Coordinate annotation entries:
^^^^
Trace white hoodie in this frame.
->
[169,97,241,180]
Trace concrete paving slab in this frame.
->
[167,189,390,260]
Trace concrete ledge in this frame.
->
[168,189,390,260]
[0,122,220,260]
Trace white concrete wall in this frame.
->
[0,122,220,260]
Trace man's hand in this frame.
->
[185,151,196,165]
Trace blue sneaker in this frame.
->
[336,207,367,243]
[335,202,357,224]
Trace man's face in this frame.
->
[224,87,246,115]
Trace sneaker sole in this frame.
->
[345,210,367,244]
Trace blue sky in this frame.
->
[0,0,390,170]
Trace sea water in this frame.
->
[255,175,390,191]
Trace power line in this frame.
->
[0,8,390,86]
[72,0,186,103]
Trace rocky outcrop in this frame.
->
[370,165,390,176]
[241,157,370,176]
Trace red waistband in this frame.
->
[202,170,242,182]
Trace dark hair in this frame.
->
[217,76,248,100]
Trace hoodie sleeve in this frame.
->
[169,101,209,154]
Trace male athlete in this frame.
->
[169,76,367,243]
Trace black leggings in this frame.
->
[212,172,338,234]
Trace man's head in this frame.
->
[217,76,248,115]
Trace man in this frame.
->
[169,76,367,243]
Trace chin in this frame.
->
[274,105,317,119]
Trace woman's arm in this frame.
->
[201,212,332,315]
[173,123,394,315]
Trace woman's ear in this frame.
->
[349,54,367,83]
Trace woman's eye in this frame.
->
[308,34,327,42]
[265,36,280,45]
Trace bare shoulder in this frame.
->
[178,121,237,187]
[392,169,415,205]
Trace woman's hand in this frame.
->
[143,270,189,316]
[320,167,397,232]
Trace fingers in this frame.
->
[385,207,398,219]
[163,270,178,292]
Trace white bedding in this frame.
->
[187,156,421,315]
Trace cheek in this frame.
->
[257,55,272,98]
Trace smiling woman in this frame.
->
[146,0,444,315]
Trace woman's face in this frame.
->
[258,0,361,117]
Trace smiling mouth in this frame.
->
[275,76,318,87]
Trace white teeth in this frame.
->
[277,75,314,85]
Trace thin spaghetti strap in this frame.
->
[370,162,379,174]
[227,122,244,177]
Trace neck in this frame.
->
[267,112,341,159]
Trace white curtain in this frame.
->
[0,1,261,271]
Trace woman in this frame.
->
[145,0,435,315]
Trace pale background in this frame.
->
^^^^
### Exercise instructions
Reproduce every line of the listing above verbatim.

### Expected output
Trace white hoodie in this frame.
->
[169,97,241,180]
Trace concrete paving slab in this frame.
->
[167,189,390,260]
Trace concrete ledge in this frame.
->
[168,189,390,260]
[0,122,220,260]
Trace white concrete wall in this frame.
->
[0,122,220,260]
Trace man's hand in this frame.
->
[185,151,196,165]
Trace blue sneaker in this frame.
->
[336,207,367,243]
[335,202,357,224]
Trace man's face in this frame.
->
[224,87,246,115]
Trace sneaker sole in this frame.
->
[345,210,367,244]
Trace blue sky in this frame.
->
[0,0,390,170]
Trace sea water in this frame.
->
[255,175,390,191]
Trace power line in this frame.
->
[0,8,390,86]
[72,0,186,103]
Trace rocky outcrop in this frame.
->
[370,165,390,176]
[241,157,370,176]
Trace red waistband in this frame.
->
[202,170,242,182]
Trace dark hair in this frame.
->
[217,76,248,100]
Trace hoodie sleeve in this frame.
->
[169,101,209,154]
Trace male athlete in this frame.
->
[169,76,367,243]
Trace black leggings in this frame.
->
[212,172,338,234]
Trace man's head in this frame.
->
[217,76,248,115]
Trace man in this frame.
->
[169,76,367,243]
Trace chin in this frame.
->
[274,105,317,119]
Trace woman's arm in this frame.
->
[201,212,332,315]
[173,123,394,315]
Trace woman's ear in this frame.
->
[349,54,367,83]
Trace woman's eye in this frame.
->
[308,34,327,42]
[265,36,280,45]
Trace bare shoulder in this frame.
->
[178,121,237,187]
[392,169,415,205]
Trace woman's hand in this frame.
->
[143,270,189,316]
[320,167,397,232]
Trace fingers in this frame.
->
[385,207,398,219]
[163,270,178,292]
Trace white bedding in this frame.
->
[187,156,421,315]
Trace cheek in this frame.
->
[257,55,272,98]
Trace smiling woman in this frame.
->
[146,0,444,315]
Trace woman's face in this frame.
->
[258,0,361,117]
Trace smiling mouth in this frame.
->
[275,76,318,87]
Trace white teeth in this frame.
->
[277,75,314,85]
Trace thin spaghetti strap in this frame.
->
[370,162,379,174]
[227,122,244,177]
Trace neck in this frame.
->
[267,112,341,159]
Trace white curtain in this frame.
->
[0,1,261,271]
Trace woman in this frame.
->
[145,0,435,315]
Trace pale background in this frame.
->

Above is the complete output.